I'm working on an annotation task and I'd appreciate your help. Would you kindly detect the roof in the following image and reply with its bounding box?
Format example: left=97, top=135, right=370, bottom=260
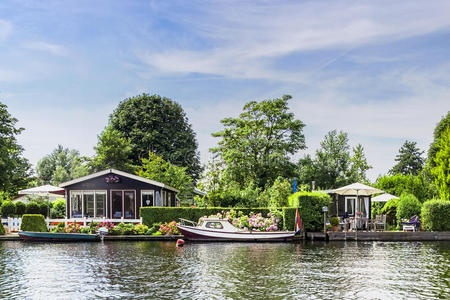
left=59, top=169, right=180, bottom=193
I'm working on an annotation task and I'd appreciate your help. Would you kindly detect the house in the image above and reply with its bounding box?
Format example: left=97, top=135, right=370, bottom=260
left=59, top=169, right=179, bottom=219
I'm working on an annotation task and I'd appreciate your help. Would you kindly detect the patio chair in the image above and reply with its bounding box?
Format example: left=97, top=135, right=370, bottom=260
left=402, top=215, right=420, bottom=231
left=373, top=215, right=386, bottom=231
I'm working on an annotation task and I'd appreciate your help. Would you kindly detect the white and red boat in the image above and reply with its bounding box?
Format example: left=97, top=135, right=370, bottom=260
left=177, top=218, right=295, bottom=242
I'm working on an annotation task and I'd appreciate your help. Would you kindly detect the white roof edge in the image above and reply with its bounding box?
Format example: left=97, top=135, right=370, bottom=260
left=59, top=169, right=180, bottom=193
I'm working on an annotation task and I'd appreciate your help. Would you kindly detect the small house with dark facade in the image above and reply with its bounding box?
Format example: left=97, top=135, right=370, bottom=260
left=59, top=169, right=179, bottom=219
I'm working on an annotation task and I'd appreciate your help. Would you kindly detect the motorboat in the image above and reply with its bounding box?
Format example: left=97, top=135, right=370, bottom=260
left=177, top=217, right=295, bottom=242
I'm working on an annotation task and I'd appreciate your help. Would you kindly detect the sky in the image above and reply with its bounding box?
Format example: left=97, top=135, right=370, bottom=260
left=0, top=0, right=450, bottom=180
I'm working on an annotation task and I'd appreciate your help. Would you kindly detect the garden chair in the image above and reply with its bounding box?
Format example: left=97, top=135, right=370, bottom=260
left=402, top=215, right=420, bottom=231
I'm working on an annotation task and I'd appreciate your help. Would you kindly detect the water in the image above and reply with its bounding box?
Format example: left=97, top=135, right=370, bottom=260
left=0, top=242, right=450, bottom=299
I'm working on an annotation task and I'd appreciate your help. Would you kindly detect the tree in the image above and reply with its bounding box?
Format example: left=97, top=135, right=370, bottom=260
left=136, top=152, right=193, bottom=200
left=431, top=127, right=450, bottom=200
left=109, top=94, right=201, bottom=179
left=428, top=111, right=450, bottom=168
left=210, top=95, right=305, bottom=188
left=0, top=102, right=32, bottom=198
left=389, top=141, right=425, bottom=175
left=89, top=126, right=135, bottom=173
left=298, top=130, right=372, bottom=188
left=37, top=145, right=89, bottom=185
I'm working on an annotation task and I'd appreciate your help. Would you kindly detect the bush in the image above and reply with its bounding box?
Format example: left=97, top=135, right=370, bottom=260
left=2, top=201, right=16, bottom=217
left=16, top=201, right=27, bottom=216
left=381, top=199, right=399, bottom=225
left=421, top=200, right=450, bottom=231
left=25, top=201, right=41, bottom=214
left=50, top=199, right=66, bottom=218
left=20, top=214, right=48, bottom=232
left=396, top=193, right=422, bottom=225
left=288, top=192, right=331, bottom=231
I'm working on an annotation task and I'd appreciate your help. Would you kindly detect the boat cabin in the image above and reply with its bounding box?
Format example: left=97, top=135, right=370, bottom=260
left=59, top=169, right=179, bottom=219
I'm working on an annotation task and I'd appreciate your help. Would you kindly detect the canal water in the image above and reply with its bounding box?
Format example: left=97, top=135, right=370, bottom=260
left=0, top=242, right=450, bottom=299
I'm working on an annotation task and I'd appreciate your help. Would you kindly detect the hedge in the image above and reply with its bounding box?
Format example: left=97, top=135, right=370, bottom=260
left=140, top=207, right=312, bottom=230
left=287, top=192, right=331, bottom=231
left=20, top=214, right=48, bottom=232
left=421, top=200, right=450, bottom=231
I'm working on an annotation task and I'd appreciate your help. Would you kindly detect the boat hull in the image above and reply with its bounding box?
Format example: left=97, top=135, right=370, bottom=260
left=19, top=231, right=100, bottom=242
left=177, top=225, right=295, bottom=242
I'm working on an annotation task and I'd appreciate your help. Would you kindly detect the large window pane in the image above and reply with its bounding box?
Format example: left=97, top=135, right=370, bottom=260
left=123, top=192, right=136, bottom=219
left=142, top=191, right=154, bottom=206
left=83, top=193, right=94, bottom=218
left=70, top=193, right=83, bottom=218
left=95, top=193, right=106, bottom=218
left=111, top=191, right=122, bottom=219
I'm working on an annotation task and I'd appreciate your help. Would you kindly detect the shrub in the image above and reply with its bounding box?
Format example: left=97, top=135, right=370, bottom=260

+===+

◆ **Given task**: Rewrite the rows from the line that has "detect the tree" through the line that has "left=109, top=94, right=201, bottom=179", keeping every request as it is. Shift each bounding-box coordinate in the answers up by 97, and leave the numbers in the requests and format samples unchanged.

◆ **Solution to the problem**:
I'm working on an annotation task and I'd appreciate your help. Would you kindly detect the tree in the image above and reply with its bounding box?
Format example: left=97, top=135, right=370, bottom=260
left=233, top=249, right=290, bottom=297
left=528, top=224, right=547, bottom=297
left=206, top=191, right=298, bottom=276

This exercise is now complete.